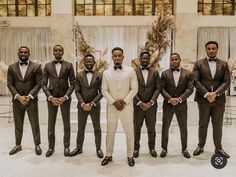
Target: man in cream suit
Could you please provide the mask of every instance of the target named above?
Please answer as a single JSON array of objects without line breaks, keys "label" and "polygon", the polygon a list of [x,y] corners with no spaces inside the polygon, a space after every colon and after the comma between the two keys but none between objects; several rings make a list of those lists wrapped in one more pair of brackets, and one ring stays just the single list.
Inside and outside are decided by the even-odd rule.
[{"label": "man in cream suit", "polygon": [[164,97],[161,157],[167,155],[169,128],[175,114],[180,129],[182,154],[184,157],[190,158],[187,150],[187,98],[193,93],[194,84],[191,72],[181,68],[180,62],[180,55],[172,53],[170,59],[171,68],[163,71],[161,75],[161,93]]},{"label": "man in cream suit", "polygon": [[152,157],[157,157],[156,142],[156,113],[157,97],[161,91],[158,71],[149,68],[150,54],[144,51],[140,54],[141,66],[136,70],[138,78],[138,94],[134,97],[134,157],[139,156],[140,136],[143,122],[148,131],[148,147]]},{"label": "man in cream suit", "polygon": [[218,43],[209,41],[205,45],[207,57],[195,63],[193,68],[199,110],[198,147],[193,152],[198,156],[204,152],[207,128],[211,117],[215,153],[229,158],[222,149],[222,124],[225,111],[225,91],[230,85],[228,63],[217,58]]},{"label": "man in cream suit", "polygon": [[74,90],[75,74],[72,63],[62,59],[63,54],[63,47],[55,45],[53,47],[55,59],[46,63],[43,70],[42,89],[48,103],[49,148],[46,157],[50,157],[54,153],[58,107],[61,108],[64,125],[64,155],[69,156],[70,153],[70,95]]},{"label": "man in cream suit", "polygon": [[114,137],[120,119],[126,135],[128,164],[134,166],[133,98],[138,92],[137,76],[133,68],[122,65],[123,49],[115,47],[112,59],[114,66],[104,71],[102,79],[102,94],[107,99],[107,136],[106,157],[101,165],[112,161]]},{"label": "man in cream suit", "polygon": [[18,50],[19,61],[8,68],[7,86],[12,94],[13,117],[15,123],[16,146],[9,152],[13,155],[22,150],[21,140],[25,112],[27,112],[32,128],[35,153],[40,155],[40,129],[38,113],[38,92],[41,88],[41,65],[29,60],[30,50],[22,46]]}]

+===+

## WHAT THE TASK REQUIRES
I'd like every record above written out again exactly, without the pictures.

## EXERCISE RESULT
Target: man in cream suit
Could you please provide the mask of every instance of the target named above?
Please answer as a single JSON array of objects without line breaks, keys "label" and "polygon", the polygon a list of [x,y] corners with no spaces inside the polygon, a space after every colon and after the comma between the two keys but none between objects; several rings make a list of those lists wrapped in one more pair of brackets, and one ring stays just the single list.
Inside and outside are decided by the even-odd rule.
[{"label": "man in cream suit", "polygon": [[164,97],[161,157],[167,155],[169,128],[175,114],[180,129],[182,154],[184,157],[190,158],[187,150],[187,98],[193,93],[194,84],[191,72],[181,68],[180,62],[180,55],[172,53],[170,59],[171,68],[163,71],[161,75],[161,93]]},{"label": "man in cream suit", "polygon": [[152,157],[157,157],[156,142],[156,113],[157,97],[161,91],[158,71],[149,68],[150,54],[144,51],[140,54],[141,66],[136,70],[138,78],[138,94],[134,97],[134,157],[139,156],[140,136],[143,122],[148,131],[148,147]]},{"label": "man in cream suit", "polygon": [[218,43],[209,41],[205,45],[207,57],[195,63],[193,68],[199,110],[198,147],[193,152],[198,156],[204,152],[207,128],[211,117],[215,153],[229,158],[222,149],[222,124],[225,111],[225,91],[230,85],[228,63],[217,58]]},{"label": "man in cream suit", "polygon": [[74,90],[75,74],[72,63],[62,59],[63,54],[63,47],[55,45],[53,47],[55,59],[46,63],[43,70],[42,89],[48,103],[49,148],[46,157],[50,157],[54,153],[58,107],[61,108],[64,125],[64,155],[69,156],[70,153],[70,95]]},{"label": "man in cream suit", "polygon": [[114,137],[120,119],[126,135],[128,164],[134,166],[133,98],[138,92],[137,76],[133,68],[122,65],[123,49],[115,47],[112,59],[114,66],[104,71],[102,79],[102,94],[107,99],[107,136],[106,157],[101,165],[112,161]]},{"label": "man in cream suit", "polygon": [[18,50],[19,61],[8,68],[7,86],[12,94],[13,117],[15,123],[16,146],[9,152],[13,155],[22,150],[21,140],[25,112],[27,112],[32,128],[35,153],[40,155],[40,129],[38,113],[38,92],[41,88],[41,65],[29,60],[30,50],[22,46]]}]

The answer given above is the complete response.